## Short exercise
Copy out each line of the material below with no changes.

[Location identification entries]
====

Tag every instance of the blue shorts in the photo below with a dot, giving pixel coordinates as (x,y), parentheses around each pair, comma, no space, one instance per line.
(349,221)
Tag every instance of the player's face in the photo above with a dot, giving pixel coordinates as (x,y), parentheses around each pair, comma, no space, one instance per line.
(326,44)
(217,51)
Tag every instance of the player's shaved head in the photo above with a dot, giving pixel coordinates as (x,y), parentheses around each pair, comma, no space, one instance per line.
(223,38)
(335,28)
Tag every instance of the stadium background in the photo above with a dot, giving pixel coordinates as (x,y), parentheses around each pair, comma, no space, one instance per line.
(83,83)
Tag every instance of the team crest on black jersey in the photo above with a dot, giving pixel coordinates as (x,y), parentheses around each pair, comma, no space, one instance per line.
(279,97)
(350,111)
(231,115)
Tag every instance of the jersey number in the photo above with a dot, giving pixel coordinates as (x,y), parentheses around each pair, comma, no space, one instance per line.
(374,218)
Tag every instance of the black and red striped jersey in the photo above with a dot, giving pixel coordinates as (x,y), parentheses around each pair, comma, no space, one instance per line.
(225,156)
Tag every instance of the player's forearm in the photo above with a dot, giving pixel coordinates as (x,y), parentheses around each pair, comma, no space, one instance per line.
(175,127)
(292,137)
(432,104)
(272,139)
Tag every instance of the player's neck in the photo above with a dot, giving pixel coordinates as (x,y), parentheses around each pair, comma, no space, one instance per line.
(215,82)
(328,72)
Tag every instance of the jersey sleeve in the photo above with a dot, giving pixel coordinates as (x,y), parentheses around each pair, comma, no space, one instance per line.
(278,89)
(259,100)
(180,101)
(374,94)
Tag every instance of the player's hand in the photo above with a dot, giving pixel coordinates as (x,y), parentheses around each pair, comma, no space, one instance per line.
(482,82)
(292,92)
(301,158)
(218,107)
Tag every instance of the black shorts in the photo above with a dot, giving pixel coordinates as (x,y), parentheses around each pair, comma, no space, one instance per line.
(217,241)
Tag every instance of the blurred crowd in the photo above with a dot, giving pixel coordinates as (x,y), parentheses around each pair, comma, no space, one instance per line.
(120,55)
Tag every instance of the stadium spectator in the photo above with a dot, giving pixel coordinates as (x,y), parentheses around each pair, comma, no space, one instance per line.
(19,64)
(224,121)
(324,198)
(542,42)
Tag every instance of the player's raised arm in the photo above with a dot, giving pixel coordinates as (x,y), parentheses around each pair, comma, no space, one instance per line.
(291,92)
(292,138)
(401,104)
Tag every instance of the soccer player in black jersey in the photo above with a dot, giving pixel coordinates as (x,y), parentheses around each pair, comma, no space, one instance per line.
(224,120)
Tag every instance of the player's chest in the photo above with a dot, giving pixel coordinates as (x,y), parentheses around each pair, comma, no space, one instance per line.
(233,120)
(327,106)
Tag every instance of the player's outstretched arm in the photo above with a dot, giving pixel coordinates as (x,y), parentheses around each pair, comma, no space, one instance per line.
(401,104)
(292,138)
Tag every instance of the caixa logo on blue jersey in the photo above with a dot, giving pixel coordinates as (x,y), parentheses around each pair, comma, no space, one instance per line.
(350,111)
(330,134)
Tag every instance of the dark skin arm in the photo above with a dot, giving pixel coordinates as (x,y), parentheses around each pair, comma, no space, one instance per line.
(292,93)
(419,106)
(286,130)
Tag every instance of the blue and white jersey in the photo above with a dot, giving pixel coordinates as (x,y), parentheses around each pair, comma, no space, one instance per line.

====

## Exercise response
Tag every instance of the blue shorts in the photo below with a dot, giving pixel coordinates as (x,y), parentheses around each pair, comma, no space, one instance per line.
(349,221)
Tag every instance of the player's face in the photo above with a dot, giving pixel coordinates as (x,y), parentheses around each pair, comma, no space, one instance per line.
(326,44)
(217,51)
Tag every instance of the player's shaved head in the photo above with a dot, giving pixel coordinates as (x,y), parentheses around each pair, comma, no space, one instance per line.
(223,38)
(335,28)
Tag every instance of the stadium background in the photo above with a dot, giving pixel coordinates as (x,y), parentheses around each pair, comma, no space, one instance per line.
(83,83)
Tag every instance of the team crest on black jersey in the photo above with a dot, giving pixel coordinates as (x,y), parentheses around each pair, comma, no space, one instance per line.
(279,97)
(350,111)
(231,115)
Tag every instance of the jersey number in the photo above with a dot, giving pixel coordinates as (x,y), parentheses around each pair, comma, no space, one instance per line.
(374,218)
Tag every instance of the black and red striped jersey in the photo above with a dot, giving pixel coordinates as (x,y), parentheses around each pair, comma, no space, one instance per line.
(225,156)
Tag every instance of the player's forearm in the photo above with a dot, giving pixel coordinates as (x,y), parentheses around each pair, comma, no space, one instance per line.
(175,127)
(292,137)
(432,104)
(272,139)
Tag every instance of the player's neck in the photo above with a dot, giving pixel coordinates as (x,y), parentheses around each pair, comma, no space, one instance per line.
(215,82)
(328,72)
Tag every instance of the jersey sleeve in the photo above with a dot, giving pixel coordinates as (x,y), parentheses around each pair, comma, no space, one instance per line.
(278,89)
(259,100)
(180,101)
(374,94)
Tag every instance of the player's hand in the photo above with a dot, giving pixel coordinates as (x,y), parentheses around each pair, comma, no space, one instance per line.
(482,82)
(292,92)
(301,158)
(218,107)
Tag every instance of the black shorts in the photo above with a dot, giving pixel coordinates as (x,y), parentheses around each pair, comma, no space, one instance per line.
(217,241)
Tag every instance of the blurred crowd in the photo above with a dot, giving pixel coordinates as (x,y), parentheses around each pair, comma, no space, one instance per line.
(120,55)
Tag every instance of the stadium spectator in the photo above with a dot, giving pixel coordinates as (x,y), parentheses around each pair, comma, no space, one instance per line.
(19,64)
(224,121)
(324,198)
(542,42)
Tag every instance of the player's raised arm in the photo above with a dot, giving pixel coordinates as (x,y), parentheses around each pair, comma, no space, one instance per line.
(291,92)
(292,138)
(401,104)
Tag every instance of the soccer player in black jersey in the photo above with a dot, giving pixel coordinates as (x,y), parentheses around each pair, comma, no space, one instance per line.
(224,120)
Tag every instance of the player's chest in the photo above with a dot, giving pixel coordinates as (x,y), parentheses around each pair, comma, no space, one instance per line.
(233,120)
(327,106)
Tag every instance of the player's outstretched arm in the photo above with a dot, giving pixel coordinates as (x,y), parentheses around each pair, comma, no space, one instance per line.
(401,104)
(292,138)
Tag every instance of the caixa logo on blue jersey in the photo above with a dot, giving pixel coordinates as (x,y), parentheses around each pair, comma, no space, one instance per line.
(350,111)
(330,134)
Tag every instance of the dark skin arm in the photo above with a dot, giving pixel coordinates as (x,y), parentheses around each pair, comma, no space, one instance per line.
(292,93)
(419,106)
(286,130)
Tag every instance of the blue and white jersey in the photo above with a dot, giving pixel coordinates as (x,y), parentheses around each pair, comma, no space, one instance per line.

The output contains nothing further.